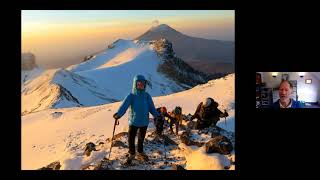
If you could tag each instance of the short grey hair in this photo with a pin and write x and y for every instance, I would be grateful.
(290, 84)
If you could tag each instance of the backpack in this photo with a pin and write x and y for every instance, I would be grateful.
(177, 110)
(219, 144)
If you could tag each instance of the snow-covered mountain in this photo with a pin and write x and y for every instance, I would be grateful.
(210, 56)
(107, 77)
(60, 134)
(57, 88)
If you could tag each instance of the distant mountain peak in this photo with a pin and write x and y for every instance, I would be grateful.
(161, 28)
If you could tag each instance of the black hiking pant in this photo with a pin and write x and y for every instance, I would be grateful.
(176, 123)
(159, 125)
(132, 135)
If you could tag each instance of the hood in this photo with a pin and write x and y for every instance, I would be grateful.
(135, 79)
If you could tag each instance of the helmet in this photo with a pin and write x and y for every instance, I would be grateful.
(207, 102)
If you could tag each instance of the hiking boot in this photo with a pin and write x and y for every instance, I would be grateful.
(142, 156)
(130, 157)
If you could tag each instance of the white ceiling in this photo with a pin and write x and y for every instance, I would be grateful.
(316, 75)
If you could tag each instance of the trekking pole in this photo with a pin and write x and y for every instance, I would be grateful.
(116, 122)
(164, 147)
(225, 118)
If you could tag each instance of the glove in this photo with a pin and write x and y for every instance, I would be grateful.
(116, 116)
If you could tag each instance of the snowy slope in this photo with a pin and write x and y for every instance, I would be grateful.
(115, 69)
(60, 134)
(207, 55)
(52, 89)
(104, 78)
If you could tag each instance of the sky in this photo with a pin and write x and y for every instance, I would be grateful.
(60, 38)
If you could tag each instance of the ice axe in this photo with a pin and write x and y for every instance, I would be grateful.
(225, 118)
(116, 122)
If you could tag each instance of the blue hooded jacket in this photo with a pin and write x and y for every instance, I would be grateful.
(295, 104)
(140, 103)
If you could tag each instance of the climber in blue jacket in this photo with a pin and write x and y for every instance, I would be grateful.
(141, 104)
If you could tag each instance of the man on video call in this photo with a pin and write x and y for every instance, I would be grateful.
(285, 101)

▸ **Directions for this task**:
Reproduce every entry above verbatim, line for line, and omit the picture from your output.

▸ **Completed exercise**:
If you could tag each instance of the short grey hair in this photo with a pin and write x and y for every instance, I would be grateful.
(290, 84)
If you could tag each instance of the backpack in this photo with a pin and write x and y for every instance, I would be grateful.
(177, 110)
(219, 144)
If you could tag each instance of the snow-covered mountain in this photo with a pin and write x and y for every instance, I would be grateful.
(210, 56)
(107, 77)
(60, 134)
(57, 88)
If you could tag each instance of the distant mountain peak in this photo with a pin and write x and y for every instance, I would be grateful.
(161, 28)
If you could tag each instance of the black hiking pant in this photo with a pin and write x and y for every instance, I would be grateful.
(176, 123)
(159, 125)
(132, 135)
If you could tag each instance of the hood in this photo with a pin and write x and y for every instance, I would be grateful.
(135, 79)
If you could tag each instance of the helmet in this photo with a pin and write x and y for every instance, I would be grateful.
(207, 102)
If you could tag each instance of the hiking boot in this photo with a pin and write x and y for every instance, I would be grateful.
(142, 156)
(130, 157)
If you could tag each instance of the white ceiling in this photo with a pin and write x and y for every instance, I would be grateful.
(316, 75)
If you could tag each instance of the trekking pole in this photo with a pin and write x and y for every instance, I would be grateful.
(116, 122)
(164, 147)
(225, 118)
If you could tag each instance of the glove in this photo with a pin and write x and y for every instance, I would be grateful.
(116, 116)
If you could tag each instance of the snowy slope in this photo with a pin and write x and y for every instance, I would be grateful.
(115, 69)
(60, 134)
(207, 55)
(52, 89)
(104, 78)
If you could tag each instance of the sky in this photo with a pin and write x and y for every instance, I would be grateful.
(60, 38)
If you could tag each instance of the ice axe in this photo with a pin and write x and y for every instance, I would be grateful.
(225, 118)
(116, 122)
If you could tag each instance of the blue hooded jacket in this photo with a pin and write x and y for every instance, I would be grateful.
(295, 104)
(140, 103)
If you could tag each instance of the climber in blue jacket in this photo with a pin and write x and y for every instance, I would be grateful.
(141, 104)
If you could tag each instance of the man on video call in this photo with a pin and write x and y for every instance, I would be grateful.
(285, 101)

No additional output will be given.